Description of the task> Repeat the lines below word for word, starting at the line that contains "Radiology assistant, locate the terracotta" and stopping after the last line.

====== Information shown

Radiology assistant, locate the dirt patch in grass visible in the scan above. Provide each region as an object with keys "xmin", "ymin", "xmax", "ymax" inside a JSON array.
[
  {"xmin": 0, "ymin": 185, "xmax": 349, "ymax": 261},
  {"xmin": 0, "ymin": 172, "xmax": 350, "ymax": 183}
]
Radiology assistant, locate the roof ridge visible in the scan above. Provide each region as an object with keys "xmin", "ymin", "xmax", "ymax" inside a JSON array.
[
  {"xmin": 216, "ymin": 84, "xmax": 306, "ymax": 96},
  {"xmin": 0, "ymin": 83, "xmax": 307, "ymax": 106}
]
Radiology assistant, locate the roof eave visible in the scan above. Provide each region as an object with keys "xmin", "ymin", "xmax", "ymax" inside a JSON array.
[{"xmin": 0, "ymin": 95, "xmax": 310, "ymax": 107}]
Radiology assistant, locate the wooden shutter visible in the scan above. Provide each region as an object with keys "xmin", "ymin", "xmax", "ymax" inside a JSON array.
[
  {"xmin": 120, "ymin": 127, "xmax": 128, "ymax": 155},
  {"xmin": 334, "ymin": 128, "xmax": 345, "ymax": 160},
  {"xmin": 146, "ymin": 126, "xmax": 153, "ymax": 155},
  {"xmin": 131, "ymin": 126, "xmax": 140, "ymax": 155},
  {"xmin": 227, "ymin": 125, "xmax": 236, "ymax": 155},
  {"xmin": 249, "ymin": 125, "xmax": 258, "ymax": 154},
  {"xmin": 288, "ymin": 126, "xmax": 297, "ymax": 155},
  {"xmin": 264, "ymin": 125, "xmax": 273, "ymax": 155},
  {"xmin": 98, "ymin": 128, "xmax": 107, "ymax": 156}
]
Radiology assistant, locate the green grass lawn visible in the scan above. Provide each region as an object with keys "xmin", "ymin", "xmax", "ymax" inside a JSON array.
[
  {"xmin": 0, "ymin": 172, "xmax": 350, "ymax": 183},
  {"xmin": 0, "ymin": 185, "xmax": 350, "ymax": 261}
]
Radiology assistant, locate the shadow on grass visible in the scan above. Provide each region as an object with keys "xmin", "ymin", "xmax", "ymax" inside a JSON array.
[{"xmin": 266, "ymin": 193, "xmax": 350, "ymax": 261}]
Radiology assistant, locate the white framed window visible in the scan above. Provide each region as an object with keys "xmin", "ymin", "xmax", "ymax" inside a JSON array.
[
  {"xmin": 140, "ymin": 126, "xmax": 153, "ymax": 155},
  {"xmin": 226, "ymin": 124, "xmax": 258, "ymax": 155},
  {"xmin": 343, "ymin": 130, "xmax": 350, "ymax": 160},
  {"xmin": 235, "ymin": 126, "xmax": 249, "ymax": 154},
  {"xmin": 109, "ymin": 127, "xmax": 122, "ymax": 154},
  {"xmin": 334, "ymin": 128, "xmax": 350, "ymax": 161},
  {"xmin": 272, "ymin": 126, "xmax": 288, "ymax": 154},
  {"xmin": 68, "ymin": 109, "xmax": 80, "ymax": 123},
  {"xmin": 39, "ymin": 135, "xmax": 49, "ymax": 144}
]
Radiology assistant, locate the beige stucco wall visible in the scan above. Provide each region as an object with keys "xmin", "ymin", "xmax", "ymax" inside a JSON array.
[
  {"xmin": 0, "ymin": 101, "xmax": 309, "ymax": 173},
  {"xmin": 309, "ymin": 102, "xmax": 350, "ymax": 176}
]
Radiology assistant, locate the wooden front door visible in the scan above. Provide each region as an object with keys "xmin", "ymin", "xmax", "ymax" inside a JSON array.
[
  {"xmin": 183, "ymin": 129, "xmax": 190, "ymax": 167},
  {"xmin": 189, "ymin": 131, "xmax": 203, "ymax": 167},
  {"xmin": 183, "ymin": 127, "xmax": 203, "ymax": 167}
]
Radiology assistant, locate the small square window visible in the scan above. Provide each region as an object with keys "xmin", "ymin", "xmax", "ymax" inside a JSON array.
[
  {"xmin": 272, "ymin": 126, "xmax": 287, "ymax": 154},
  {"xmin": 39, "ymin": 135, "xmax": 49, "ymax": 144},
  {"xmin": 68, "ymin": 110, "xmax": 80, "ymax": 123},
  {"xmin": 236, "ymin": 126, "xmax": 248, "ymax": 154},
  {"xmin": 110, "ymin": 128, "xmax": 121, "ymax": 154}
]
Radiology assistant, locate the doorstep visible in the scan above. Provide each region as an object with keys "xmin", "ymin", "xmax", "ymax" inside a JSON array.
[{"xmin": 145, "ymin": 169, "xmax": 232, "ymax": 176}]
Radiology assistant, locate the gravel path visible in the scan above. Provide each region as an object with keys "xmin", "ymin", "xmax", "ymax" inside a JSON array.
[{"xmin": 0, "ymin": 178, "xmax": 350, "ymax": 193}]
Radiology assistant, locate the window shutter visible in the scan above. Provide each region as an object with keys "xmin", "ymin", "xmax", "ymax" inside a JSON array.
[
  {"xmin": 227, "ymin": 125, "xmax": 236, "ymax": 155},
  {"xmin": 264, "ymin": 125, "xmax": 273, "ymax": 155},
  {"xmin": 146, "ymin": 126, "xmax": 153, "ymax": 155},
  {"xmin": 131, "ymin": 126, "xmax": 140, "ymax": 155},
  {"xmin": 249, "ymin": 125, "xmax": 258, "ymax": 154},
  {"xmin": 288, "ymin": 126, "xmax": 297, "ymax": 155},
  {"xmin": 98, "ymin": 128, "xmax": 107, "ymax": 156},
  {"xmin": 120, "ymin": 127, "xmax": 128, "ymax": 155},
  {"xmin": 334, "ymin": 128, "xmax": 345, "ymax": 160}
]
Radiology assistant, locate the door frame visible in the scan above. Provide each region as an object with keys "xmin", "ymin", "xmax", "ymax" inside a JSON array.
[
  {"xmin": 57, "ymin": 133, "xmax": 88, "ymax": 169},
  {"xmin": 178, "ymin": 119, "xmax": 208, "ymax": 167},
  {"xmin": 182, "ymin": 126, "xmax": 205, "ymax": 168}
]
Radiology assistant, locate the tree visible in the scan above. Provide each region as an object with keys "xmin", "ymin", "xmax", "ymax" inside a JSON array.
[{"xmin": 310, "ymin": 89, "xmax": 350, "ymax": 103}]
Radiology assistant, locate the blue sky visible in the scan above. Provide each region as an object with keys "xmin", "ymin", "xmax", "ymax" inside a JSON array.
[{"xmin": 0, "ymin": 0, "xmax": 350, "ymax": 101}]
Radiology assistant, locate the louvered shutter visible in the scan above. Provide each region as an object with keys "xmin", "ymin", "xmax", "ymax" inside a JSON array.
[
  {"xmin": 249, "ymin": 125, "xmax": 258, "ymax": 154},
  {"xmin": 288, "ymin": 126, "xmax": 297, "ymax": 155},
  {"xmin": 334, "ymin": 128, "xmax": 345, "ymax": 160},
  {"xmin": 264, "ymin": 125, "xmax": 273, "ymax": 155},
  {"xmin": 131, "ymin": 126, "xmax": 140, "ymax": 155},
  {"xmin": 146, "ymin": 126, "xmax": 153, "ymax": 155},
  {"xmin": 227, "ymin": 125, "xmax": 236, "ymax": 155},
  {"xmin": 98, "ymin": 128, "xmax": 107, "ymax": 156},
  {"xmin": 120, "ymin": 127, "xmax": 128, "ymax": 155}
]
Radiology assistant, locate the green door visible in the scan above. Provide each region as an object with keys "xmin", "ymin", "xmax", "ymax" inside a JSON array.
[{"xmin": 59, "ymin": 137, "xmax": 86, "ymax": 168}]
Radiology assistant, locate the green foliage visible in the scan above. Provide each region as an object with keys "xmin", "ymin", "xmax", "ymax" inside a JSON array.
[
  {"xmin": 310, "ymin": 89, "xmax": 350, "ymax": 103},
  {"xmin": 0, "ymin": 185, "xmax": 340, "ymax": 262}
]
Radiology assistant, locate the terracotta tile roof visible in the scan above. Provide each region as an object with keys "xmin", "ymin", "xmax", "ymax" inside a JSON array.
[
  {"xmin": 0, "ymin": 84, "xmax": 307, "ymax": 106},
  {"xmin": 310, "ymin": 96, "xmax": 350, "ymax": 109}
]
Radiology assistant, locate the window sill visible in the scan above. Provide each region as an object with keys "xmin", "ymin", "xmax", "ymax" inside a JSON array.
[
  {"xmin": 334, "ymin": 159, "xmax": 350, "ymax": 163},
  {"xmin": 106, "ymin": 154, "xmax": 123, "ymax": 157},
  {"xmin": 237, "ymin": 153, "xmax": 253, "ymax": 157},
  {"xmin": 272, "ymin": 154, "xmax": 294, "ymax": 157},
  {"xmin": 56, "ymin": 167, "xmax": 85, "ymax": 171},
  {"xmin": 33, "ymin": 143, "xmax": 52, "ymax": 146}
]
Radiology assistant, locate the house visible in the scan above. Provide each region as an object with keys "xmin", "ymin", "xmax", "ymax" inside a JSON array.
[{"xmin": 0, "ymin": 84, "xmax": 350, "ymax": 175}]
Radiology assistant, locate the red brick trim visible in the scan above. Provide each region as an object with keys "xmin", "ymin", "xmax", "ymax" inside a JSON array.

============

Task result>
Radiology assistant, locate the terracotta tile roof visible in the scan above. Provide each region as an object with keys "xmin", "ymin", "xmax", "ymax" inside a JSON array.
[
  {"xmin": 0, "ymin": 84, "xmax": 307, "ymax": 106},
  {"xmin": 310, "ymin": 96, "xmax": 350, "ymax": 109}
]
Radiology assistant, locate the window sill visible in the scan above. Provide each region as an object with keys "xmin", "ymin", "xmax", "ymax" inside a JSON array.
[
  {"xmin": 334, "ymin": 159, "xmax": 350, "ymax": 163},
  {"xmin": 106, "ymin": 154, "xmax": 123, "ymax": 157},
  {"xmin": 237, "ymin": 153, "xmax": 253, "ymax": 157},
  {"xmin": 272, "ymin": 154, "xmax": 294, "ymax": 157},
  {"xmin": 56, "ymin": 167, "xmax": 85, "ymax": 171},
  {"xmin": 33, "ymin": 143, "xmax": 52, "ymax": 146}
]
Radiology assistant, locate the house visible in the scan above. Provide each region as an object with keys "xmin", "ymin", "xmax", "ymax" inside a JSON array.
[{"xmin": 0, "ymin": 84, "xmax": 350, "ymax": 175}]
Radiology assistant, locate the red brick trim visible in the scan above. Provide each region as an object with keys "xmin", "ymin", "xmax", "ymax" inside a JSON array.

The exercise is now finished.